WHAT IS NEEDED: Word for word, restate each of the records below.

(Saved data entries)
# # # # #

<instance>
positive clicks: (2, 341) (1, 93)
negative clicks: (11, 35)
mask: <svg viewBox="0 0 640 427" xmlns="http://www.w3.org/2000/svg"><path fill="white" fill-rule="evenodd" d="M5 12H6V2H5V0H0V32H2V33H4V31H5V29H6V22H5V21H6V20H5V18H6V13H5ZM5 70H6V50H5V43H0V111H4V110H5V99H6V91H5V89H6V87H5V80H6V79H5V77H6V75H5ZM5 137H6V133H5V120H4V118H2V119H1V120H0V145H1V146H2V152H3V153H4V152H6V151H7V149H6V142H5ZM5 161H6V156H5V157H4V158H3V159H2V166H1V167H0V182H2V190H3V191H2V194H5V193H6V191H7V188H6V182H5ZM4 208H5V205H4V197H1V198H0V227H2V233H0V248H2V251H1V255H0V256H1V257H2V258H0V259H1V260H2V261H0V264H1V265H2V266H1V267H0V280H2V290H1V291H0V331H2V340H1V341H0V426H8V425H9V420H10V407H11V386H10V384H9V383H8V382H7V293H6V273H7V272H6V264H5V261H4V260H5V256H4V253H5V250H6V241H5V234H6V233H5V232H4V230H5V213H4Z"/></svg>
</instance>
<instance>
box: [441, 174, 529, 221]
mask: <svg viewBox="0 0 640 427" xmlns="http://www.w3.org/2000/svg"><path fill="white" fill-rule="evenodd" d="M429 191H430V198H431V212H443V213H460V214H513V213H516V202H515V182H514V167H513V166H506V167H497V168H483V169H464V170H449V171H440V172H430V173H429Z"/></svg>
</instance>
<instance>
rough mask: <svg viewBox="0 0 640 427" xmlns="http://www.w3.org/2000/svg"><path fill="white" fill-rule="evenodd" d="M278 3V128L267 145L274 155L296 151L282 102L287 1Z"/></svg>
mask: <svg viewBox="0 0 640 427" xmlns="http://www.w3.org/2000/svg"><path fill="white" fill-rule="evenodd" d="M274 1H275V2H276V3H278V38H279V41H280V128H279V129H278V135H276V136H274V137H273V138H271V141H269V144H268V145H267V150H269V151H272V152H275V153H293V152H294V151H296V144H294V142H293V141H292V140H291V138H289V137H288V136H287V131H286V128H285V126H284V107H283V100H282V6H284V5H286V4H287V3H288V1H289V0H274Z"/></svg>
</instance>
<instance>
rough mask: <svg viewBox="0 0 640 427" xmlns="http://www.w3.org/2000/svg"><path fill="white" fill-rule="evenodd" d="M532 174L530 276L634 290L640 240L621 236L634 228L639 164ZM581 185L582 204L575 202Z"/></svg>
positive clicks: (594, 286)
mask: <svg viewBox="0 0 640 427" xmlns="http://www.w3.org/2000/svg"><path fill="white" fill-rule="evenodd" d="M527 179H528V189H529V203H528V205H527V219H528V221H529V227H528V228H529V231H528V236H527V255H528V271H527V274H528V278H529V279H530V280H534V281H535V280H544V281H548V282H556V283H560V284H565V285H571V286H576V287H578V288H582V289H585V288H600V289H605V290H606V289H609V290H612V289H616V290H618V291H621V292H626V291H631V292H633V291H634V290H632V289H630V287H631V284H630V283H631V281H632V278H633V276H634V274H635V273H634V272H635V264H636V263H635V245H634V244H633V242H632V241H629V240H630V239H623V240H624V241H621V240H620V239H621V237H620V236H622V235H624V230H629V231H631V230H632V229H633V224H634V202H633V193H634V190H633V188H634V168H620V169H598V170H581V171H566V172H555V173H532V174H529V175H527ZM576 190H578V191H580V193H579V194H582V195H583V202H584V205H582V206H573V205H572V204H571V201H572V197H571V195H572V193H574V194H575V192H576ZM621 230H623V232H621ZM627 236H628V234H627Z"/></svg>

# # # # #

RESPONSE AREA:
<instance>
positive clicks: (2, 341) (1, 93)
negative clicks: (11, 35)
mask: <svg viewBox="0 0 640 427" xmlns="http://www.w3.org/2000/svg"><path fill="white" fill-rule="evenodd" d="M5 12H6V2H5V0H0V32H2V33H4V31H5V29H6V22H5V21H6V20H5V18H6V13H5ZM5 70H6V50H5V43H0V111H4V110H5V99H6V91H5V89H6V87H5V80H6V79H5V77H6V75H5ZM5 137H6V133H5V120H4V118H2V119H1V120H0V145H1V146H2V152H3V153H4V152H6V151H7V149H6V142H5ZM5 161H6V156H5V157H4V158H3V159H2V166H1V167H0V182H2V190H3V191H2V194H5V193H6V191H7V188H6V182H5ZM4 208H5V205H4V197H1V198H0V227H2V233H0V248H2V251H1V255H0V256H1V257H2V258H0V259H1V260H2V261H0V264H1V265H2V266H1V267H0V280H2V290H1V291H0V331H2V340H1V341H0V426H8V425H9V420H10V407H11V386H10V384H9V383H8V382H7V293H6V273H7V272H6V264H5V261H4V260H5V256H4V253H5V250H6V241H5V234H6V233H5V232H4V230H5V213H4Z"/></svg>
</instance>
<instance>
box: [441, 174, 529, 221]
mask: <svg viewBox="0 0 640 427" xmlns="http://www.w3.org/2000/svg"><path fill="white" fill-rule="evenodd" d="M429 191H430V198H431V212H443V213H460V214H513V213H516V202H515V182H514V167H513V166H506V167H497V168H483V169H464V170H449V171H440V172H430V173H429Z"/></svg>
</instance>
<instance>
rough mask: <svg viewBox="0 0 640 427" xmlns="http://www.w3.org/2000/svg"><path fill="white" fill-rule="evenodd" d="M278 3V128L267 145L274 155L296 151L282 102L287 1Z"/></svg>
mask: <svg viewBox="0 0 640 427" xmlns="http://www.w3.org/2000/svg"><path fill="white" fill-rule="evenodd" d="M274 1H275V2H276V3H278V38H279V41H280V128H279V129H278V135H276V136H274V137H273V138H271V141H269V144H268V145H267V150H269V151H272V152H275V153H293V152H294V151H296V144H294V142H293V141H292V140H291V138H289V137H288V136H287V131H286V128H285V126H284V107H283V100H282V6H284V5H286V4H287V3H288V1H289V0H274Z"/></svg>
</instance>
<instance>
rough mask: <svg viewBox="0 0 640 427" xmlns="http://www.w3.org/2000/svg"><path fill="white" fill-rule="evenodd" d="M532 174L530 276L634 290L640 240L621 236L634 228L639 164ZM581 185L582 204L575 202Z"/></svg>
positive clicks: (594, 286)
mask: <svg viewBox="0 0 640 427" xmlns="http://www.w3.org/2000/svg"><path fill="white" fill-rule="evenodd" d="M527 179H528V189H529V203H528V205H527V219H528V221H529V227H528V228H529V231H528V236H527V255H528V271H527V274H528V278H529V279H530V280H534V281H535V280H544V281H548V282H556V283H560V284H565V285H571V286H576V287H578V288H582V289H585V288H600V289H605V290H606V289H609V290H612V289H616V290H618V291H621V292H626V291H631V292H633V291H634V290H632V289H630V287H631V284H630V283H631V281H632V278H633V276H634V274H635V273H634V272H635V264H636V263H635V245H634V244H633V242H632V241H629V240H630V239H623V240H624V241H621V240H620V239H621V237H620V236H622V235H624V230H629V231H631V230H632V229H633V224H634V202H633V193H634V190H633V188H634V168H620V169H598V170H581V171H566V172H555V173H532V174H529V175H527ZM576 190H578V191H580V193H579V194H582V195H583V202H584V205H582V206H573V205H572V204H571V201H572V197H571V195H572V193H574V194H575V192H576ZM621 230H623V232H621ZM627 236H628V234H627Z"/></svg>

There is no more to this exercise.